** SUPPLIED MATERIAL follows **
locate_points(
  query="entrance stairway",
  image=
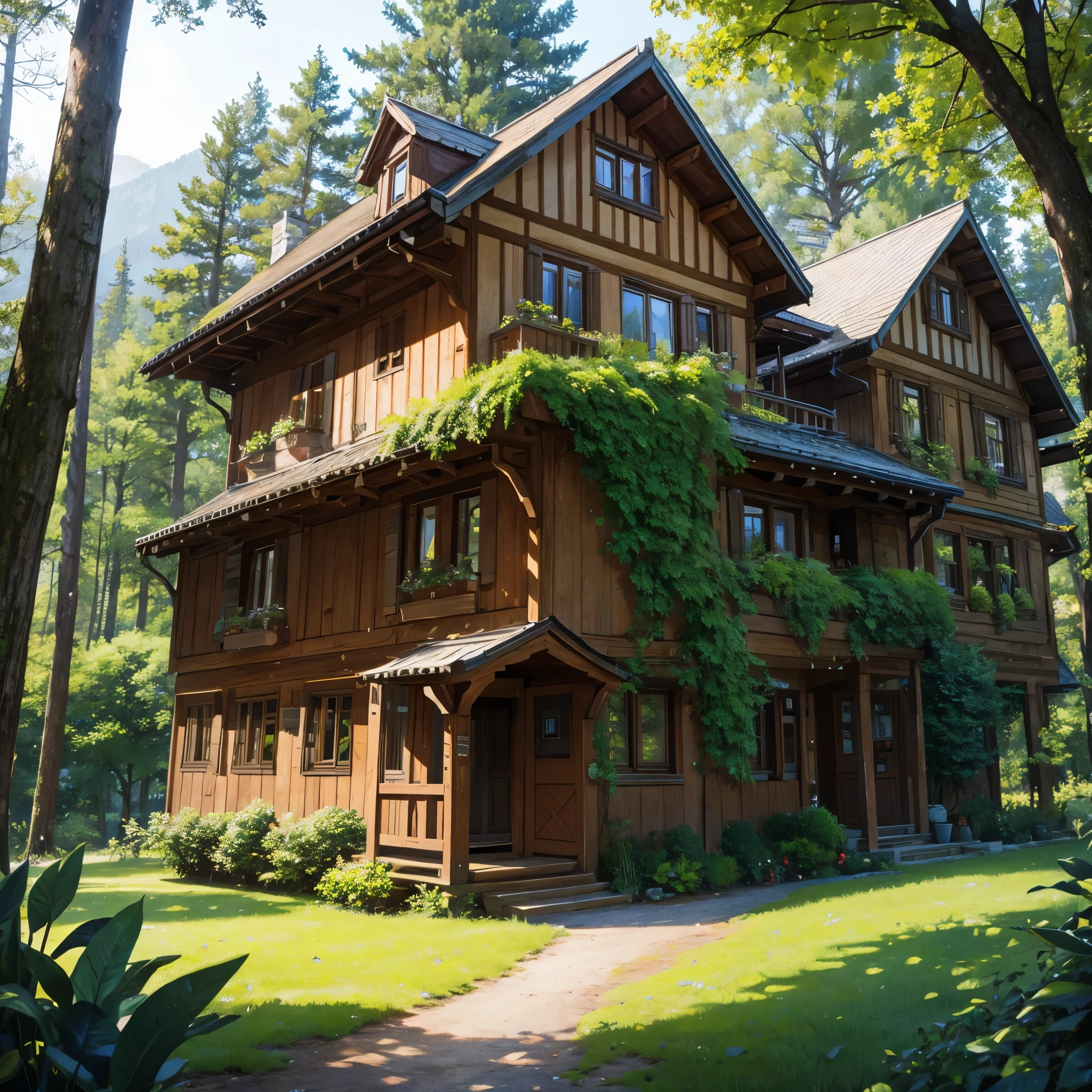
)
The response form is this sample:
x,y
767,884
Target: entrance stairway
x,y
520,887
903,844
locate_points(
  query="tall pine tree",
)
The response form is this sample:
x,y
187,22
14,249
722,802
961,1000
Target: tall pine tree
x,y
479,62
305,162
212,230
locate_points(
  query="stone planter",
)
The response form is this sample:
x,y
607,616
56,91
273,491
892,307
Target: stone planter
x,y
259,463
299,446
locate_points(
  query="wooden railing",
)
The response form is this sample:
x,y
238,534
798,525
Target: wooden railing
x,y
411,817
795,413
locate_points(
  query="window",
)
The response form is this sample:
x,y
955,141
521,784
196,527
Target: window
x,y
396,724
564,291
256,732
947,307
704,328
639,726
390,344
626,176
399,181
470,530
198,743
329,741
946,561
648,318
994,430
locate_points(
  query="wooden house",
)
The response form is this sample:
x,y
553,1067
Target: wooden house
x,y
458,720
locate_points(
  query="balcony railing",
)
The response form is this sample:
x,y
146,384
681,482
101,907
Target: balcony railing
x,y
795,413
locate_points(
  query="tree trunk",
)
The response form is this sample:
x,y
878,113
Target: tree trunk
x,y
142,603
181,452
110,624
11,52
44,813
41,390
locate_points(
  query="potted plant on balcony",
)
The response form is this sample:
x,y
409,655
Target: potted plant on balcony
x,y
257,456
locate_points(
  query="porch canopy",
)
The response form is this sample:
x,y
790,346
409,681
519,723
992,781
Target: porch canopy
x,y
425,760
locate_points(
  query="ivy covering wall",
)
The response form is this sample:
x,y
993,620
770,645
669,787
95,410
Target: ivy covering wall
x,y
646,431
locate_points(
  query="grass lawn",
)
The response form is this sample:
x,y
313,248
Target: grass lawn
x,y
314,970
849,969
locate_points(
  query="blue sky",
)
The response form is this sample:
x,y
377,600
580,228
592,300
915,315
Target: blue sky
x,y
175,82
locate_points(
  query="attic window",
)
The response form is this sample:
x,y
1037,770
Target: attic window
x,y
399,181
626,177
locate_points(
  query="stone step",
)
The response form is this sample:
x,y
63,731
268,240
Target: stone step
x,y
497,902
566,903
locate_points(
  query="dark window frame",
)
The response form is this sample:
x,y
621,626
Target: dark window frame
x,y
314,734
614,196
249,741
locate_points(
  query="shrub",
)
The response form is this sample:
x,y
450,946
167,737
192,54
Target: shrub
x,y
757,864
187,841
984,818
721,871
242,852
981,600
683,876
74,830
806,857
359,884
427,902
302,851
821,827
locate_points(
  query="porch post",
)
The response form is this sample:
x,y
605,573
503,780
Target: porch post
x,y
921,784
1040,775
373,772
865,764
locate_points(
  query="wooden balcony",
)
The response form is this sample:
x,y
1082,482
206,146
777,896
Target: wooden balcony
x,y
795,413
539,335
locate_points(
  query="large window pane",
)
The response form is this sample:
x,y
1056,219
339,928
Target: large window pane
x,y
653,743
660,324
632,316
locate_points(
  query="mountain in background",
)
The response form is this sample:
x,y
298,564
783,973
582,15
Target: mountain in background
x,y
138,206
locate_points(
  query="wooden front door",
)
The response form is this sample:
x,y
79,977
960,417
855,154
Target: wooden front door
x,y
553,818
492,772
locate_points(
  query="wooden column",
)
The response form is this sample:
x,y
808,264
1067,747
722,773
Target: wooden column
x,y
920,788
1040,775
373,770
865,765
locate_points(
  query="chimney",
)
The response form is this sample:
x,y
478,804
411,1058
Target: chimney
x,y
287,233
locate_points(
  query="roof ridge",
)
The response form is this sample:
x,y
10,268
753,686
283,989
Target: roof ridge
x,y
884,235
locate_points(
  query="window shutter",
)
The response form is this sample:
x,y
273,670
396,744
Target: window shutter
x,y
688,325
231,595
935,427
735,504
963,310
1014,463
534,285
724,331
593,300
895,408
487,543
392,544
** End of SUPPLIED MATERIAL **
▸ WORK REQUIRED:
When you reach a picture in the records above, pass over it and transcribe the rest exactly.

▸ SOLUTION TO THE PROBLEM:
locate_points(
  query="entrance stairway",
  image=
)
The response form is this sample:
x,y
767,884
Target: entrance stairway
x,y
520,887
903,844
locate_points(
  query="tall pine tree",
)
The response form is this sample:
x,y
187,22
14,249
722,802
961,1000
Target: tall pine tree
x,y
479,62
305,162
212,230
locate_points(
  query="stone planter",
)
The response form is this sample:
x,y
607,616
56,91
273,491
892,307
Target: stone planter
x,y
259,463
299,446
locate_points(
  query="wooden railing",
)
The response form is this sample:
x,y
238,534
798,525
Target: wooden railing
x,y
411,817
795,413
locate_points(
  query="window",
)
The response form is this sample:
x,y
955,141
521,784
196,527
Target: window
x,y
396,724
564,291
256,732
947,307
704,328
639,726
390,344
626,176
399,181
470,530
198,743
329,741
946,561
648,318
994,430
locate_points(
  query="wooden house",
)
The response form is this sample:
x,y
553,1067
Target: wooden house
x,y
458,720
locate_points(
  query="balcony railing",
)
The response form is this sample:
x,y
146,384
681,482
101,907
Target: balcony railing
x,y
795,413
locate_points(
  query="tree trunk",
)
The response form is this sample:
x,y
878,113
Target: tree trunk
x,y
142,603
181,452
110,624
11,52
44,813
41,390
locate_points(
  query="potted plant on balcony",
)
The response form is this sample:
x,y
409,655
Target: potted plant on balcony
x,y
257,456
locate_points(
  query="porch canopy",
)
The response form is this sample:
x,y
790,346
409,681
519,723
992,781
Target: porch canopy
x,y
425,760
locate_points(
  query="ivy covering wall",
)
The response form is this sample:
x,y
993,620
770,645
669,787
95,410
Target: ivy covering wall
x,y
646,431
locate_points(
  query="grass lawn",
)
The response form is this sample:
x,y
313,248
Target: grass lawn
x,y
314,970
849,969
locate_points(
  query="blue sky",
)
The response form is this sample:
x,y
377,600
580,228
592,300
915,315
Target: blue sky
x,y
175,82
locate_points(
  query="attic window",
)
The response form is this sample:
x,y
1037,770
Target: attic window
x,y
399,181
626,177
locate_points(
  query="stone step",
)
The response form is this sample:
x,y
63,731
268,240
Target: stone step
x,y
497,902
566,903
locate_points(
  query="dark window frame",
)
The response form is this sample:
x,y
621,626
Target: dark window frame
x,y
314,734
614,196
249,741
locate_points(
  query="shrub",
)
The response form is this sample:
x,y
450,946
167,737
192,54
Target: shrub
x,y
757,864
187,841
984,818
721,871
242,852
981,600
683,876
74,830
806,857
359,884
427,902
302,851
821,827
locate_points(
  query="porch post",
)
The response form is this sample:
x,y
605,573
503,780
Target: porch post
x,y
921,784
1040,775
373,772
865,764
locate_points(
  query="wooden balcony",
)
The response form is this sample:
x,y
1082,482
206,146
777,896
Target: wooden balcony
x,y
795,413
539,335
locate_points(
  query="large window pane",
)
The response form is this sample:
x,y
1056,219
339,928
Target: large window pane
x,y
653,743
660,324
632,316
locate_points(
  query="mountain in background",
)
The response form is this sample:
x,y
298,564
783,973
582,15
Target: mountain in background
x,y
138,206
locate_points(
  query="wooden front door",
)
The response form is this sample:
x,y
79,977
960,417
855,154
Target: wooden front door
x,y
553,818
492,772
locate_points(
  query="wooden column",
)
The response form is this sample:
x,y
808,264
1067,747
722,773
Target: wooden column
x,y
920,788
1040,775
373,770
865,765
locate_points(
  query="chimney",
)
The response form is this sample:
x,y
478,804
411,1058
Target: chimney
x,y
287,233
locate_points(
  query="roof ridge",
)
The response form is this sample:
x,y
10,268
753,686
283,989
Target: roof ridge
x,y
884,235
locate_points(
  query="window shutter",
)
The response form is this sample:
x,y
273,670
396,744
Target: window shutter
x,y
688,325
231,595
935,427
735,504
963,310
1014,463
534,285
724,331
593,300
895,408
487,543
392,544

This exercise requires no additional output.